§ What to work on
Some lines below may hold the string "dress". Count them and give only the total.

§ Data for this exercise
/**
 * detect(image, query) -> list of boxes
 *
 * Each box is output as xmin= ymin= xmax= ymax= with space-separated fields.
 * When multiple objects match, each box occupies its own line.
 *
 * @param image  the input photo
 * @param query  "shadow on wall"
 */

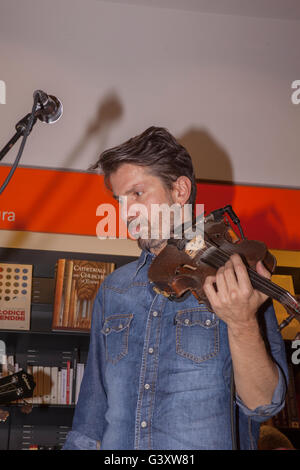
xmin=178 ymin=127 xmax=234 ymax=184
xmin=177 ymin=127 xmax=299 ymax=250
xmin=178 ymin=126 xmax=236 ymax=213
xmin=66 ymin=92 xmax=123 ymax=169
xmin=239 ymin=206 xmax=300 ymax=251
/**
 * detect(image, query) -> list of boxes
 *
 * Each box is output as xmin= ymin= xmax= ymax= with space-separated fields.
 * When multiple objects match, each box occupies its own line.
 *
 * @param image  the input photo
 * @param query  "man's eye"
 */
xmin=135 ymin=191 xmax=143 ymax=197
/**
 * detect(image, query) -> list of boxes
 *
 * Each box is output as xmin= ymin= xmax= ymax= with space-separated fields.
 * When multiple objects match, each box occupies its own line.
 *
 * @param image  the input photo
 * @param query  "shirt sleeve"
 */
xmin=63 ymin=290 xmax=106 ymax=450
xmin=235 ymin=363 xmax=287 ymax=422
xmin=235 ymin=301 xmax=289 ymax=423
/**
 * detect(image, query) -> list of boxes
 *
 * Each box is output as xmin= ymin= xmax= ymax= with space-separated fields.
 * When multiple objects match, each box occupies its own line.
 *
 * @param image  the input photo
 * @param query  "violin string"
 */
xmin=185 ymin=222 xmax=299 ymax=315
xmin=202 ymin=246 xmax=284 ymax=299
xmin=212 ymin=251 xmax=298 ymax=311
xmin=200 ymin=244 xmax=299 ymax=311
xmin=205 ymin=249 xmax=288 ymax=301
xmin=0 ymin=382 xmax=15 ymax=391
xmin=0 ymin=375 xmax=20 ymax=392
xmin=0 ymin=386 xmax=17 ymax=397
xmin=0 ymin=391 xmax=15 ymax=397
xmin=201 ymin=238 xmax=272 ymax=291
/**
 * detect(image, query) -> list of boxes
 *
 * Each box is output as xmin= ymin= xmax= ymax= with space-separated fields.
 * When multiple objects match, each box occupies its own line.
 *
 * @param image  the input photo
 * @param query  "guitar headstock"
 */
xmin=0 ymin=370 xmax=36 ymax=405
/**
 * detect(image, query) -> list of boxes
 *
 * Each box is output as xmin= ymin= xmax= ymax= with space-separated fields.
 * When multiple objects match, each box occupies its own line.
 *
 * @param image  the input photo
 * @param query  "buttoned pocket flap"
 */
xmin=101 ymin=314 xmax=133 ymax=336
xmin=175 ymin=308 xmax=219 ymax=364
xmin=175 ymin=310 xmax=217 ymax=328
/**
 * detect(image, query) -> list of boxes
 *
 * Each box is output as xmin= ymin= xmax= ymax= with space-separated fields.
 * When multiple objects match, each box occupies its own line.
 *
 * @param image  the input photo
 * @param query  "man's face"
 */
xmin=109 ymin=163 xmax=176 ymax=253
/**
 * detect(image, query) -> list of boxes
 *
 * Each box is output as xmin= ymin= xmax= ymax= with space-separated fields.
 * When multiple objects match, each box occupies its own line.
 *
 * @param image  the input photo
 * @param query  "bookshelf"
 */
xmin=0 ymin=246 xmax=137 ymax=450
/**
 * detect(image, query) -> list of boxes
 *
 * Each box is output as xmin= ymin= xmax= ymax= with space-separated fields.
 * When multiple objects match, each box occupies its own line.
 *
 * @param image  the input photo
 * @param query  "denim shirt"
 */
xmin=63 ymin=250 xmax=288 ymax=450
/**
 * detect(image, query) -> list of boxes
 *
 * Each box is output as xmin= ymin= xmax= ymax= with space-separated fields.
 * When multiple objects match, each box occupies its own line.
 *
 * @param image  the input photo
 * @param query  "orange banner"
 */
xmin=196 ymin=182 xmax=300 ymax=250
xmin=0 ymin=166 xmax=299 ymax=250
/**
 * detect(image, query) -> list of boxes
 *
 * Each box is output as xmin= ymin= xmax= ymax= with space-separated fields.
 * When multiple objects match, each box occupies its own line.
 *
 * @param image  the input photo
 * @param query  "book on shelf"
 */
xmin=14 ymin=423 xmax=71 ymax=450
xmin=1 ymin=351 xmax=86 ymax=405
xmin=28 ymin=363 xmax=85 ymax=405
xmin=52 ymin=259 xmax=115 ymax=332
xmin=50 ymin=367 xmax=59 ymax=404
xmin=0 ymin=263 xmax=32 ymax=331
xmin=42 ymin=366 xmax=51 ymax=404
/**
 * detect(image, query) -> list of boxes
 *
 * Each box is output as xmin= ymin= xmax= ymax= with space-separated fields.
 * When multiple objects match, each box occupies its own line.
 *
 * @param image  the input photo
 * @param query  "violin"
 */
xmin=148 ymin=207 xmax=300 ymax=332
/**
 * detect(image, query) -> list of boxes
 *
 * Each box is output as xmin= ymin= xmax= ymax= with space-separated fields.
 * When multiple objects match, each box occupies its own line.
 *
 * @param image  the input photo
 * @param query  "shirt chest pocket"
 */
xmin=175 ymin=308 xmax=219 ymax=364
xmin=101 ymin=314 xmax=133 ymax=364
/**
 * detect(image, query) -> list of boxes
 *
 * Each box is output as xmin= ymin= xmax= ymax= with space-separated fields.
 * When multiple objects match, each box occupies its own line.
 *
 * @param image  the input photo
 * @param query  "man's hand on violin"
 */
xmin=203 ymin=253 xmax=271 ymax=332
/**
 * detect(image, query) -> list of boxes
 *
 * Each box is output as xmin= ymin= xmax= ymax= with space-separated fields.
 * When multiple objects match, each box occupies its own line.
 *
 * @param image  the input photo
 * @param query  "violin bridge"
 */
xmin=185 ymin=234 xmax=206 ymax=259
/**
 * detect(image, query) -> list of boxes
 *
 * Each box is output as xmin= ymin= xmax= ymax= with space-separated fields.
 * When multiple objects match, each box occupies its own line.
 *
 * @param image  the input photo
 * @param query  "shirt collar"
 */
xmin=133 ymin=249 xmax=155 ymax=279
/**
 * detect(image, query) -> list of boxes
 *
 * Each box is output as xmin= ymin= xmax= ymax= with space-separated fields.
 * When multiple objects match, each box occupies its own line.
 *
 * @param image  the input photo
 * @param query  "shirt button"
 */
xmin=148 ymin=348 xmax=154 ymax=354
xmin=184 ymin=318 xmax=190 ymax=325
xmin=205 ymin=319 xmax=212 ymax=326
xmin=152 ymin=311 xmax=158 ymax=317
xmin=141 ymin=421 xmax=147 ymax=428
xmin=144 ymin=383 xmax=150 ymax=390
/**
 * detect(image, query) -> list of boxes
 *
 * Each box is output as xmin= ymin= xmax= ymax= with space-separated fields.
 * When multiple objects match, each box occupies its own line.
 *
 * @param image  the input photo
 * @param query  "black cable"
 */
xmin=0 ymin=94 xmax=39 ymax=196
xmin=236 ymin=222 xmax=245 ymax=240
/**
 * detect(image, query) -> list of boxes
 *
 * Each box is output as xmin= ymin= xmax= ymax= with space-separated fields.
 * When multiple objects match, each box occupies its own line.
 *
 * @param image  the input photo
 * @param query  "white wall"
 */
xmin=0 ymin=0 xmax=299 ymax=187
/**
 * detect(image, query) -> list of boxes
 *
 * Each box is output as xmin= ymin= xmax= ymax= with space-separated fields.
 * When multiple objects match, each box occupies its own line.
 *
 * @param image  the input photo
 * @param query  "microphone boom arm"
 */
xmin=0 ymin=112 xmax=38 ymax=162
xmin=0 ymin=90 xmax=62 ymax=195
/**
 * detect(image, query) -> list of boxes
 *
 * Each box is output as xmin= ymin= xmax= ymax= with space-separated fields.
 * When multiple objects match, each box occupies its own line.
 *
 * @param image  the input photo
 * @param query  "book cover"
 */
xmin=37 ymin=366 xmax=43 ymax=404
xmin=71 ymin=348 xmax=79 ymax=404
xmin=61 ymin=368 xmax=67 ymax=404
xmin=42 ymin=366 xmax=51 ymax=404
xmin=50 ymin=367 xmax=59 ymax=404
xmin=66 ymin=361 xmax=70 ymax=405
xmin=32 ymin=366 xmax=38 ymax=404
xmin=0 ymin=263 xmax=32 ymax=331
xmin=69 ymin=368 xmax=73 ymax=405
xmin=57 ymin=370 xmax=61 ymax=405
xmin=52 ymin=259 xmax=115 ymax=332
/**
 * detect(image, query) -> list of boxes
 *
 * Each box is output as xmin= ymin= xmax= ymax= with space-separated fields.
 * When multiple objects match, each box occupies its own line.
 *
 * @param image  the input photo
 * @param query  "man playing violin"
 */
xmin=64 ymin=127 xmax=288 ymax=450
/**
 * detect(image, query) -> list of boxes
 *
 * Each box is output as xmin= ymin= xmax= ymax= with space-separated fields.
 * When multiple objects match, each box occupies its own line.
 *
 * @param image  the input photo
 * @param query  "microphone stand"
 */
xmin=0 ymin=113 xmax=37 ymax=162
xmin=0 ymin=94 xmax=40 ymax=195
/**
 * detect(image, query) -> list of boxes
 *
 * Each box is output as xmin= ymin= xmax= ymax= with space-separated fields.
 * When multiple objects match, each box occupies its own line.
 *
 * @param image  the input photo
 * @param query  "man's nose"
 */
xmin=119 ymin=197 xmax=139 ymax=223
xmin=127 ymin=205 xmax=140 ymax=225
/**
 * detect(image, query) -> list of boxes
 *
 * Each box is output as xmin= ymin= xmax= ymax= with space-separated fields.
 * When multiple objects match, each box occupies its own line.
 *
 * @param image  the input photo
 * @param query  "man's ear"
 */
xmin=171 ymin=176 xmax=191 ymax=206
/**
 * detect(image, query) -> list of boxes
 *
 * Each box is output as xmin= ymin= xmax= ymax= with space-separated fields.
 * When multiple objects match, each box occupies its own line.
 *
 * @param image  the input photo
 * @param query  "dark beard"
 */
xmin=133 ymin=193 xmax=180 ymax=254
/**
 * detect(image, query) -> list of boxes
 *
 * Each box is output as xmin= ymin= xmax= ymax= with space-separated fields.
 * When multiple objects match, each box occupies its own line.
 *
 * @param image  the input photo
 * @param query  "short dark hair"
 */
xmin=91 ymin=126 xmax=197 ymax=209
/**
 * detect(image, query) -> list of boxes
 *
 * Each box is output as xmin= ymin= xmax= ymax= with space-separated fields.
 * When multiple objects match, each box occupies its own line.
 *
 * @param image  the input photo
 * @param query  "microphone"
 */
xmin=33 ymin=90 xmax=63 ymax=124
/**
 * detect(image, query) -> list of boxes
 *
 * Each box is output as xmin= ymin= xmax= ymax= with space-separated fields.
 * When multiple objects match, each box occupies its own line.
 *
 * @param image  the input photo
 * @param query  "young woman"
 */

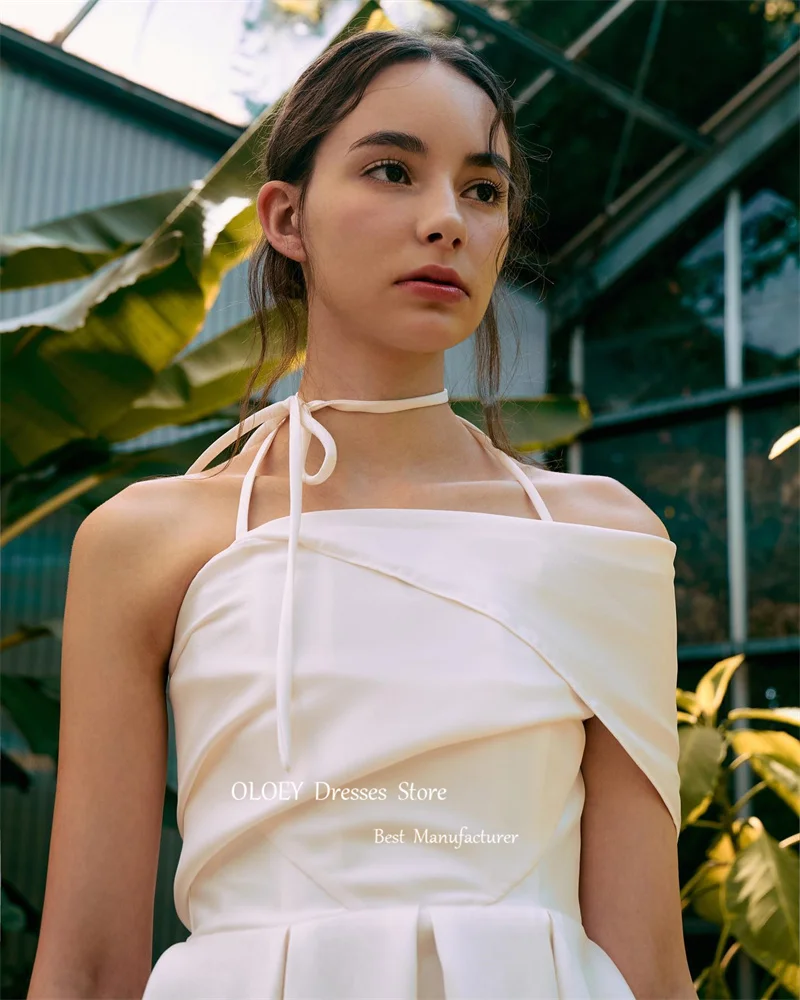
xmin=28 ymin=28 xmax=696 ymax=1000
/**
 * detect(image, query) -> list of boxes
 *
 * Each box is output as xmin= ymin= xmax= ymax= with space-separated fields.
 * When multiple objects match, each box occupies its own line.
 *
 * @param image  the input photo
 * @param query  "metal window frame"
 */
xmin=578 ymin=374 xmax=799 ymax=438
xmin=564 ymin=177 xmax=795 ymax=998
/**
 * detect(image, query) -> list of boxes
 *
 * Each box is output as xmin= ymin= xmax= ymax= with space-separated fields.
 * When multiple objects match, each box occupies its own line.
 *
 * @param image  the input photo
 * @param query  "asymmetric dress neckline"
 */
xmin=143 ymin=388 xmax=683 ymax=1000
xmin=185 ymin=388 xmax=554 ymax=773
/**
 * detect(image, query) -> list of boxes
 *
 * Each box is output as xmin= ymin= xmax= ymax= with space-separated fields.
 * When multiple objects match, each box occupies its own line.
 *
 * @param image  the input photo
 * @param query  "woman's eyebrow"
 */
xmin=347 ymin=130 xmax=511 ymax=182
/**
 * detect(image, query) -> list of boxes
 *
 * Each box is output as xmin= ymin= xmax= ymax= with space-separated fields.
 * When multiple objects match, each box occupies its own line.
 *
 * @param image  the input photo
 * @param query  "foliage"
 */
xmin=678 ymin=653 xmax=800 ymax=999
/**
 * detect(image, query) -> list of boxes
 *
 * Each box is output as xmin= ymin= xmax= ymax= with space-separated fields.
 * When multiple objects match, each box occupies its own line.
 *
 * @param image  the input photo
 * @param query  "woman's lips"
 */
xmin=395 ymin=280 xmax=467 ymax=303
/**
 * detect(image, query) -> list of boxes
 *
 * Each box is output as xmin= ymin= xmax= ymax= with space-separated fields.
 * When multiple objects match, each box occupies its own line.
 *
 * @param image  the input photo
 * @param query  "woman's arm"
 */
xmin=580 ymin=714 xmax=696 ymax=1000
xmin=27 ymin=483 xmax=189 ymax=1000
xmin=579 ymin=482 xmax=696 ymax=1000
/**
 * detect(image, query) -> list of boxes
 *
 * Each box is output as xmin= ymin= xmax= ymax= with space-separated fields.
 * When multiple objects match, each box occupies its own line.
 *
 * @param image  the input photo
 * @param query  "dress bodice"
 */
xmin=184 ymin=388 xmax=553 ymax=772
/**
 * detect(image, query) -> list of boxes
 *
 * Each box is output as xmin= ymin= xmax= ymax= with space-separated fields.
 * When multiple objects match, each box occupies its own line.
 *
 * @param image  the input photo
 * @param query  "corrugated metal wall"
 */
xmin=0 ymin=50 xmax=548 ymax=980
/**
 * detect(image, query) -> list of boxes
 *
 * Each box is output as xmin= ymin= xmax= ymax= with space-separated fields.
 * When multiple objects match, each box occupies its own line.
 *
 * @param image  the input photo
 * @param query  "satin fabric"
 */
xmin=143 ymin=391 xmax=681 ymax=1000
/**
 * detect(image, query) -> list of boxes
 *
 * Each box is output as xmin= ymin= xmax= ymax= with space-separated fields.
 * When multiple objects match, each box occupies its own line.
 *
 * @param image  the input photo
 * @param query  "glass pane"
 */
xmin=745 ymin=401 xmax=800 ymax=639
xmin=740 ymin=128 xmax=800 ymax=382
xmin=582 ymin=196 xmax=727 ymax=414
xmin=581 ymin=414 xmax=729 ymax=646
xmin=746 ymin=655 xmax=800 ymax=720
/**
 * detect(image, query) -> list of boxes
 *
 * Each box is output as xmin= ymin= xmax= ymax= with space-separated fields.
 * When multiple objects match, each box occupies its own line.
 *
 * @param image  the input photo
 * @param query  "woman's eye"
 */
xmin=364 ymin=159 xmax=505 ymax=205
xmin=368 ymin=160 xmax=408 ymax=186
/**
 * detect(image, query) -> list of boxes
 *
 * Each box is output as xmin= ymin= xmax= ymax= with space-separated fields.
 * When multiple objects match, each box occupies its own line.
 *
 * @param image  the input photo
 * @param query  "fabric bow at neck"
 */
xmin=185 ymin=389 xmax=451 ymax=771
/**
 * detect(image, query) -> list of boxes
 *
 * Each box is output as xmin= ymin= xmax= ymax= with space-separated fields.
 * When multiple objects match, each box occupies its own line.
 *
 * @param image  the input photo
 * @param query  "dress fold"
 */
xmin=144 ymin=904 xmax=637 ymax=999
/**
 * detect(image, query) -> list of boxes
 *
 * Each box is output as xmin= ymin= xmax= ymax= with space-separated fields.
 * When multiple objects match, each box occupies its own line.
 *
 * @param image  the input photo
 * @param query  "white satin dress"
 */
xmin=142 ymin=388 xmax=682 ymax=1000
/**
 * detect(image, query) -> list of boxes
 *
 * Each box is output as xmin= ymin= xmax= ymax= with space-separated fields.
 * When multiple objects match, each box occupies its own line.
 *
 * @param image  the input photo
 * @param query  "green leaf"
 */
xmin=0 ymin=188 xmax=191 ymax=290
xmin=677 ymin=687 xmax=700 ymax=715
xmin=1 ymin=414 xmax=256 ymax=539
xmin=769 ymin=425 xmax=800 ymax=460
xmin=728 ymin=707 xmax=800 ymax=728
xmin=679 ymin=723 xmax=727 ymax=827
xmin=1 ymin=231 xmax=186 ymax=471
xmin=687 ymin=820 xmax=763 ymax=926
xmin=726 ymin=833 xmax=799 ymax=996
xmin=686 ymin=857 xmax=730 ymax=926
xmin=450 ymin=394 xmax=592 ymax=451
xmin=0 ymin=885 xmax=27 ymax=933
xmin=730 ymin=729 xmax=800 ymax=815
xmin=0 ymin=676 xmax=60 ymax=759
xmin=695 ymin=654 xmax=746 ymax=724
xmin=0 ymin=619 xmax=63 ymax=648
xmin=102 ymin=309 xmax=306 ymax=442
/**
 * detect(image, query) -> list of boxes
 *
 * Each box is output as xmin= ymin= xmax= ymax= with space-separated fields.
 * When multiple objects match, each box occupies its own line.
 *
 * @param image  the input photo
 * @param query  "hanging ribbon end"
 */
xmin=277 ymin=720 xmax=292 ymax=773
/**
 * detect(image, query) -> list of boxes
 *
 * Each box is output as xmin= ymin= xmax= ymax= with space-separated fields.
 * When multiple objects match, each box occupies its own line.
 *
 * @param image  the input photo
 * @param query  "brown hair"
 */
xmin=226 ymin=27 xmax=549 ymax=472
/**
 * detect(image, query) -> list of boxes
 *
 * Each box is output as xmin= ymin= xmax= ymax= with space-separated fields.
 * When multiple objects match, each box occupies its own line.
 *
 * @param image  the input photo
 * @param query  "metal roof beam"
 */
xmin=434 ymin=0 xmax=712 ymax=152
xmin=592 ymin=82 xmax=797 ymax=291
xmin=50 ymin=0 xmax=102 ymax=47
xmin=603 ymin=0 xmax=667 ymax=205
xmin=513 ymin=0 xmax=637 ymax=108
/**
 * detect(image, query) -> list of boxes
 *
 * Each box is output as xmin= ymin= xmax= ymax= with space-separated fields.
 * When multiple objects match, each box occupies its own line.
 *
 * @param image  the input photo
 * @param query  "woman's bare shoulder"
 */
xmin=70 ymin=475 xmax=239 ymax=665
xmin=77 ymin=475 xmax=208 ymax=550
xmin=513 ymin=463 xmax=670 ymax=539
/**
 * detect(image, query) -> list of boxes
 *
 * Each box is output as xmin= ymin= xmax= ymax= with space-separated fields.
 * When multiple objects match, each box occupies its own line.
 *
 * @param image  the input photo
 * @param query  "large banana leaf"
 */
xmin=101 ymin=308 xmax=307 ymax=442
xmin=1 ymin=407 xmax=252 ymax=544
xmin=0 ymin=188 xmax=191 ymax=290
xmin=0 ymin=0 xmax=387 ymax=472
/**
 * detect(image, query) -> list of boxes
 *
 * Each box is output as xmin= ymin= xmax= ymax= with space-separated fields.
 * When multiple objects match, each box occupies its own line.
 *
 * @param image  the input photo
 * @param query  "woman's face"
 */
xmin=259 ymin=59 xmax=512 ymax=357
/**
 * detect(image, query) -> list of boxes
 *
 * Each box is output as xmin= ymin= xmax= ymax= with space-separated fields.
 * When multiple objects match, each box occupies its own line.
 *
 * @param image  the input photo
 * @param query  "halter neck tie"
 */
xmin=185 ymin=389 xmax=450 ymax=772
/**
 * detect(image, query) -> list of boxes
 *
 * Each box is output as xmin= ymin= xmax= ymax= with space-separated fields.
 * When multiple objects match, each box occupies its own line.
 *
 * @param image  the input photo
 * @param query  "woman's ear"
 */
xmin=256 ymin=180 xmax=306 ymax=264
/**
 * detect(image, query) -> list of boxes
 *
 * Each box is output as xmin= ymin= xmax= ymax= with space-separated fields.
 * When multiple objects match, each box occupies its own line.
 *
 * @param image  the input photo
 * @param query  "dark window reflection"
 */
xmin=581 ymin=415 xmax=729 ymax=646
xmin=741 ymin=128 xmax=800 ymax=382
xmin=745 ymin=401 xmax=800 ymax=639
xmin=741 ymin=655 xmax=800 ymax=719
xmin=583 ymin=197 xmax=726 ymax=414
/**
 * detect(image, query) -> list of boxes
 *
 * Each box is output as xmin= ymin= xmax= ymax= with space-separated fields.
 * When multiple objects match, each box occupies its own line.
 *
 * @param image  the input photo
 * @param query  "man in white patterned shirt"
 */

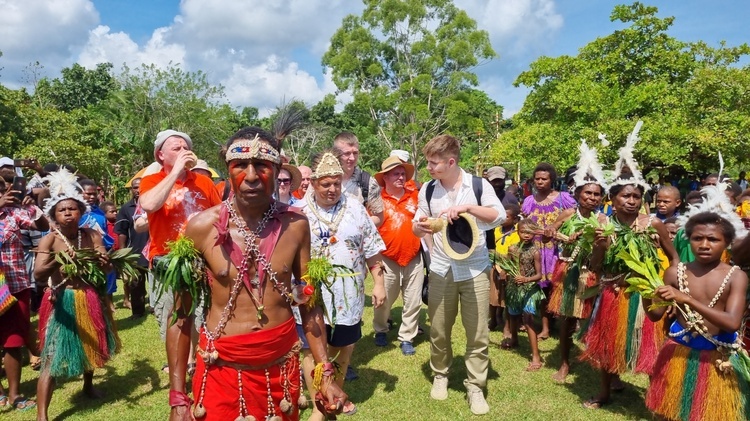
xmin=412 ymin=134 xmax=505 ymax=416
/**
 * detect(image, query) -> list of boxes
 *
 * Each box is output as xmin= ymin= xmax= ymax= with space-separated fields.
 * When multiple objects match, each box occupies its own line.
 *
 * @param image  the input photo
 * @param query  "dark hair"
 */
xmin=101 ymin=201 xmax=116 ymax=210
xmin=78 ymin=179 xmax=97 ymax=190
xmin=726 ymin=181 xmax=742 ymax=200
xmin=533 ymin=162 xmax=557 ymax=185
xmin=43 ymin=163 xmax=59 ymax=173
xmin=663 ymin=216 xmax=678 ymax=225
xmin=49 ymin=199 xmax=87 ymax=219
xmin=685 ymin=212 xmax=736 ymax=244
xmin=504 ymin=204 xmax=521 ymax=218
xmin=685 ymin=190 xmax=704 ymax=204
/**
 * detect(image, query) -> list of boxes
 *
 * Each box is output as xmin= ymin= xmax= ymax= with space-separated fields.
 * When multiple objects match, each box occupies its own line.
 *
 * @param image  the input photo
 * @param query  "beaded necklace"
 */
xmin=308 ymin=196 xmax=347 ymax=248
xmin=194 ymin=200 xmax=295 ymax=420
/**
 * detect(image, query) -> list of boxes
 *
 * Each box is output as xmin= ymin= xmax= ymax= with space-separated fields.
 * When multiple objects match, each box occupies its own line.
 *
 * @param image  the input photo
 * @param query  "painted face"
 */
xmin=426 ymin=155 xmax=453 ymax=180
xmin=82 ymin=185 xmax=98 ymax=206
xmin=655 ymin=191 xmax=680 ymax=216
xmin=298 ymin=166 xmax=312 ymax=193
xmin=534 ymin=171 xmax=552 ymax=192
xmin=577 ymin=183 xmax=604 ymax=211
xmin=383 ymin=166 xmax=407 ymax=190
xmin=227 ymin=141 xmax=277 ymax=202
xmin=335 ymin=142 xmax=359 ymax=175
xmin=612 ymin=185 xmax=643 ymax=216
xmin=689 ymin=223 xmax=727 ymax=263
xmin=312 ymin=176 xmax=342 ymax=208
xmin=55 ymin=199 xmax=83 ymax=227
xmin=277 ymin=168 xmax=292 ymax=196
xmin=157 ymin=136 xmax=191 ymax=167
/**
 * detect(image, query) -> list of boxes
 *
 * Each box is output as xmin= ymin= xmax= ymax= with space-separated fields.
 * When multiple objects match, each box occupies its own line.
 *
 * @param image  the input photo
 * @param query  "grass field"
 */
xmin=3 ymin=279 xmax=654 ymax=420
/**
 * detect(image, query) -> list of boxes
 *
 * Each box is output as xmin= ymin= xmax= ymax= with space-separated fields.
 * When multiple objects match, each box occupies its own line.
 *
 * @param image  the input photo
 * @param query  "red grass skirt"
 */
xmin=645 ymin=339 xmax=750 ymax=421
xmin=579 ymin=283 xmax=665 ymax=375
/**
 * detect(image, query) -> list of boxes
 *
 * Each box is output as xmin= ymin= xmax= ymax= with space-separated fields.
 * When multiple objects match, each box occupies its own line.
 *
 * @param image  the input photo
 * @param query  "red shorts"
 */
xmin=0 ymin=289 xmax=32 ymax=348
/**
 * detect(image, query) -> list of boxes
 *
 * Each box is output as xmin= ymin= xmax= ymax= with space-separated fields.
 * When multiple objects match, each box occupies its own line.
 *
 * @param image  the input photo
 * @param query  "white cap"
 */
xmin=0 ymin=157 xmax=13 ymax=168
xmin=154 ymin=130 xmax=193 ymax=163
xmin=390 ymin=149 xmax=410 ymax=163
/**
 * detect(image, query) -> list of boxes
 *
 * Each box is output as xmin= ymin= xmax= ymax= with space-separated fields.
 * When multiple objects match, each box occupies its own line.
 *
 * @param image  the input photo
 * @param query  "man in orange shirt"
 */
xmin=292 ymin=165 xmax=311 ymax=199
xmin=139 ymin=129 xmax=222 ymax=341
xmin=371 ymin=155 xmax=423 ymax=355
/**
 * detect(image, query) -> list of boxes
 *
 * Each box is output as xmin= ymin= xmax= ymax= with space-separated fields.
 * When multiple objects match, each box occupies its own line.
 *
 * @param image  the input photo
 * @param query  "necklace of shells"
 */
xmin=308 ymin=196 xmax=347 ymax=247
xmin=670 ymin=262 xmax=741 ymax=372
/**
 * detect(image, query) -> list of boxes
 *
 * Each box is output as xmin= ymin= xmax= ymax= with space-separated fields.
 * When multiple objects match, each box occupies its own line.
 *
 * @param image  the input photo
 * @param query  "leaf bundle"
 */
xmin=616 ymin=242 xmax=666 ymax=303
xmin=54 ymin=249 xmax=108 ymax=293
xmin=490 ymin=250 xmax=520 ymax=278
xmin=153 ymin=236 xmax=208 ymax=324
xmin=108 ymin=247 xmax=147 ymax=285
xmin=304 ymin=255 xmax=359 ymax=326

§ The completed task
4